Start of PAGE EXTRACT
A federal judge has issued an order allowing Dr. Dipak Desai to plead guilty in Reno to a health care fraud conspiracy stemming from the 2007 hepatitis C outbreak.

Federal prosecutors had strongly objected to moving the plea and subsequent sentencing out of Las Vegas, where the crime was committed.

But Senior U.S. District Judge Larry Hicks, who is based in Reno, said in his three-page order late Tuesday that “good medical cause exists” to grant Desai’s request.

Hicks said he recognized that there was “intense Southern Nevada interest” in the Desai case and ordered both the plea and sentencing hearings to be broadcast by video to a federal courtroom in Las Vegas.

A date has not been set for Desai’s change of plea hearing, and no plea has been publicly filed in court.

In court papers last month, lead defense lawyer Richard Wright said the move to Reno would allow Desai to remain in the state prison medical unit in Carson City where he is being treated for “neuro­logical and cardiac” conditions.

Desai, 65, who has suffered three strokes since 2007, is serving a life sentence under medical watch at the Northern Nevada Correctional Center for the murder of a patient in the Las Vegas hepatitis outbreak.

Assistant U.S. Attorney Crane Pomerantz called the move in court papers a “misguided attempt to avoid the notoriety” the plea would generate in Las Vegas.

“Having committed a notorious crime in Las Vegas, Desai should be required to answer the charges here,” Pomerantz wrote.

Hicks said in his order that he expected it would take a long time in court to review the plea agreement to make sure Desai understands it. He said an interpreter in Desai’s native Indian language must be present.
End of PAGE EXTRACT
Start of ENTRIES PROVIDED
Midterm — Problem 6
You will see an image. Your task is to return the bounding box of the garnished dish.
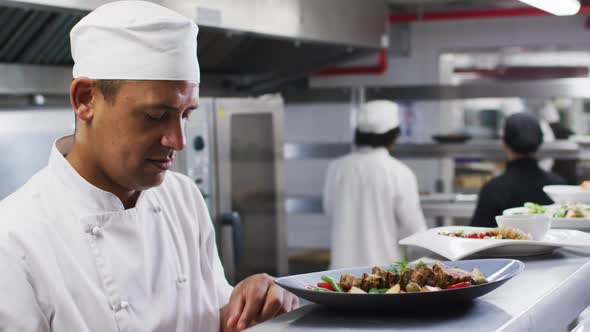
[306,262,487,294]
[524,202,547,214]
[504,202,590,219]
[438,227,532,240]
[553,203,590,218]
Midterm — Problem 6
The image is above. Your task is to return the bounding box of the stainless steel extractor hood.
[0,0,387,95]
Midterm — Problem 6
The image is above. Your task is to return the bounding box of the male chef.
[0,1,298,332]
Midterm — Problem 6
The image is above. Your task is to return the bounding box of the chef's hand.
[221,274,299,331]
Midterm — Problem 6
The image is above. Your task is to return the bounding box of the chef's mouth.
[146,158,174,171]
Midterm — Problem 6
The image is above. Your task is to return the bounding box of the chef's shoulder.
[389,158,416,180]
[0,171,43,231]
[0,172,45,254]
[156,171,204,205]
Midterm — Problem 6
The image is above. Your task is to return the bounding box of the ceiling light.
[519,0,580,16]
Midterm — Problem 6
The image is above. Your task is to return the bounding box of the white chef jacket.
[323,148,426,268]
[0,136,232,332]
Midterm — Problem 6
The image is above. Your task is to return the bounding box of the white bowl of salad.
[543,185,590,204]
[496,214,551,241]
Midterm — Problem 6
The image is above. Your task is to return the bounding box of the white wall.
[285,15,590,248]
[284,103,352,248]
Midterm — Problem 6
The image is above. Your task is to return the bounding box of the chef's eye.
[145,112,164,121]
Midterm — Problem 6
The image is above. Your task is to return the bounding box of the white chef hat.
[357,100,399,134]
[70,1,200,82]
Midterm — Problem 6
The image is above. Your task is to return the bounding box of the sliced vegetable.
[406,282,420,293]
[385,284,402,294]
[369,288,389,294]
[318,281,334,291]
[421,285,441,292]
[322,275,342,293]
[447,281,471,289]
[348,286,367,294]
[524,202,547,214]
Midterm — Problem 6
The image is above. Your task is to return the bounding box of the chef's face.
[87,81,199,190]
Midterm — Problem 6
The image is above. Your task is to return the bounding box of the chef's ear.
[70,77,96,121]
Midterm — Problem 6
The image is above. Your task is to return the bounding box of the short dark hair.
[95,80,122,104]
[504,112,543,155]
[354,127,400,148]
End of ENTRIES PROVIDED
Start of ENTRIES PROVIDED
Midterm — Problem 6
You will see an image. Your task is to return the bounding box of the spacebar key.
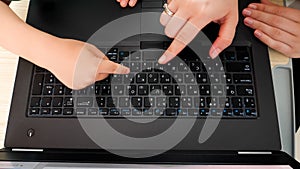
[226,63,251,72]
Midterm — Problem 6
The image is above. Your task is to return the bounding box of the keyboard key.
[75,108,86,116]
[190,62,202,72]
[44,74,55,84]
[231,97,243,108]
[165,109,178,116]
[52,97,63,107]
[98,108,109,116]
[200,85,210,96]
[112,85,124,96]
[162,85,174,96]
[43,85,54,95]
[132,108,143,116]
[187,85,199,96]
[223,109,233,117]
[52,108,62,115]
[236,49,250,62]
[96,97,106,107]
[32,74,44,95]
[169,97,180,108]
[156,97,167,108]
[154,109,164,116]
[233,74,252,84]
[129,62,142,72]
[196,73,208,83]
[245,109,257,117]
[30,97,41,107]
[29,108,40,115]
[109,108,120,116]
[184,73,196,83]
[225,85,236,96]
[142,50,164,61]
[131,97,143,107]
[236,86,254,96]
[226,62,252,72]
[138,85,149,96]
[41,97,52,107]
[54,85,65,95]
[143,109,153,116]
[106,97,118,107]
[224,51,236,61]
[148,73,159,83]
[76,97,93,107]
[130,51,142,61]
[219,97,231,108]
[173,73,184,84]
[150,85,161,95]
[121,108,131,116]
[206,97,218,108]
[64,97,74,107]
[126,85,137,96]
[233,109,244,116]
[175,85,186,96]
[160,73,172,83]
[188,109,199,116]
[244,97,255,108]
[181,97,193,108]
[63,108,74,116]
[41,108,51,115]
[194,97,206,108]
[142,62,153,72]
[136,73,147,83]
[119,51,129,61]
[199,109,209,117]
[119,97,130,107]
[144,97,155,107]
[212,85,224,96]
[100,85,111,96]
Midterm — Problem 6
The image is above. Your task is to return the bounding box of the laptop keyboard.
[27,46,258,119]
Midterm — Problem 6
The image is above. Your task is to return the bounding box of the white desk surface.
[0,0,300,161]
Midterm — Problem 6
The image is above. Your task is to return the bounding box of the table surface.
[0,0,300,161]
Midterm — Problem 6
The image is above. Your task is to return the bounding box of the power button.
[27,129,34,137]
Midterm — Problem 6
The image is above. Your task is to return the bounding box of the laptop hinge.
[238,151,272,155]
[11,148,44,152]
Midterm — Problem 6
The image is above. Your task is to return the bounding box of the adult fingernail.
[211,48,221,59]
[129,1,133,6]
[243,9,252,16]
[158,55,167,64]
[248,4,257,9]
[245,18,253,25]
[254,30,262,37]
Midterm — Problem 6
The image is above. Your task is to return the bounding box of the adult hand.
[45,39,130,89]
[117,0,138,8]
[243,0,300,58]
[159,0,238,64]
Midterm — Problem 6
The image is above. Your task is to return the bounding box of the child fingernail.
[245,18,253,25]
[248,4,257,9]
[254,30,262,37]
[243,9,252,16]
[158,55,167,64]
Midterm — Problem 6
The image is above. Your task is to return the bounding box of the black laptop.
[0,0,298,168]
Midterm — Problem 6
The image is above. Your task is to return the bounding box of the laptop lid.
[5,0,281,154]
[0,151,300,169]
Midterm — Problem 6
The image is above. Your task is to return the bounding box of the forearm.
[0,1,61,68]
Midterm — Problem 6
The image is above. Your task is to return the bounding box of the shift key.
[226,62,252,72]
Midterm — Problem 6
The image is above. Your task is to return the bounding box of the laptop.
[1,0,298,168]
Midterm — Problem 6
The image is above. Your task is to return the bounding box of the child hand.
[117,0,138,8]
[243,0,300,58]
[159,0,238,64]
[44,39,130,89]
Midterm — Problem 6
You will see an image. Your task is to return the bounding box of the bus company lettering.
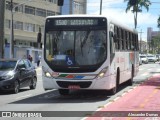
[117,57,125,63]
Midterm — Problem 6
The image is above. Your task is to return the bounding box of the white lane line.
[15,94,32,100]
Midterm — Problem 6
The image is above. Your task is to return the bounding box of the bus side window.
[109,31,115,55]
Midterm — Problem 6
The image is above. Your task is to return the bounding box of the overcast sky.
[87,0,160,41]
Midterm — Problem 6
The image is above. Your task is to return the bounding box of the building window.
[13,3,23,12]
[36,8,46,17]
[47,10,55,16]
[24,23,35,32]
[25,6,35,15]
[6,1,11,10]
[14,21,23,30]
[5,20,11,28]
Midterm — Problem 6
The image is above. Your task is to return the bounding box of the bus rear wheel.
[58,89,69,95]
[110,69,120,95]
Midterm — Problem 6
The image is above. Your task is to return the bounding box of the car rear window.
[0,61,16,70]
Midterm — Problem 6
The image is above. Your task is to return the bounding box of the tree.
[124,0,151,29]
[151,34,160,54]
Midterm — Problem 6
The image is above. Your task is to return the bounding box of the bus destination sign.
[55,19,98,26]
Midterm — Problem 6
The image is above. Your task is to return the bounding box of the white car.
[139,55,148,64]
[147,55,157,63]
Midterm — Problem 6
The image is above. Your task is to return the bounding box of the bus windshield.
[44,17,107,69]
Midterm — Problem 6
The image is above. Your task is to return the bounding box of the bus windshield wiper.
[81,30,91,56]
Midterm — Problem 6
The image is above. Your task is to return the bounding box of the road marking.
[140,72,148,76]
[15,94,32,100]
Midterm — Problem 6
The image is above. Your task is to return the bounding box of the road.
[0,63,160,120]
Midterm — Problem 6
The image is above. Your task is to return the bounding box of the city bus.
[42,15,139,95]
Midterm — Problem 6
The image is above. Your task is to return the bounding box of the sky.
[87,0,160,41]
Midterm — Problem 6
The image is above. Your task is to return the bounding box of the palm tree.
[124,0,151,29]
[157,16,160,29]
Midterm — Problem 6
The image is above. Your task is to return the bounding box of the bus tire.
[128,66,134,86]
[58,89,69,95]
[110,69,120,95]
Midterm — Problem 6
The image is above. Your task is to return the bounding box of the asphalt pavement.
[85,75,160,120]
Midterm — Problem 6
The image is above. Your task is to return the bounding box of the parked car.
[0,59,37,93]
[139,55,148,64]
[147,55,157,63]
End of ENTRIES PROVIDED
**PROMPT 1**
From the article about Dr. Dipak Desai's guilty plea, copy the text between "But Senior U.S." and "courtroom in Las Vegas.", inclusive.
**PROMPT 2**
In the article about Dr. Dipak Desai's guilty plea, where is Desai serving his life sentence?
**PROMPT 3**
Write the next part of the article about Dr. Dipak Desai's guilty plea, picking up after its last sentence.

**ANSWER 1**
But Senior U.S. District Judge Larry Hicks, who is based in Reno, said in his three-page order late Tuesday that “good medical cause exists” to grant Desai’s request.

Hicks said he recognized that there was “intense Southern Nevada interest” in the Desai case and ordered both the plea and sentencing hearings to be broadcast by video to a federal courtroom in Las Vegas.

**ANSWER 2**
At the Northern Nevada Correctional Center, under medical watch.

**ANSWER 3**
A U.S. Bureau of Prisons psychological evaluation of Desai last year found that he was competent to stand trial, but suffered from memory and cognitive impairments, Hicks wrote.

State medical authorities examined Desai for six weeks prior to his 2013 District Court trial and found that he was exaggerating the effects of his strokes. That prompted county prosecutors to accuse him of malingering.

A jury convicted Desai in July 2013 of all 27 criminal counts related to the hepatitis C outbreak, including second-degree murder in the death of infected patient Rodolfo Meana, 77.

District Judge Valerie Adair later sentenced Desai to life in prison with the possibility of parole after 18 years.

Desai and his former clinic manager, Tonya Rushing, were indicted by a federal grand jury in 2011 on one count of conspiracy and 25 counts of health care fraud. Rushing pleaded guilty to the conspiracy charge in July and awaits sentencing.

The two were accused of carrying out a scheme to inflate the length of medical procedures and overbill health insurance companies.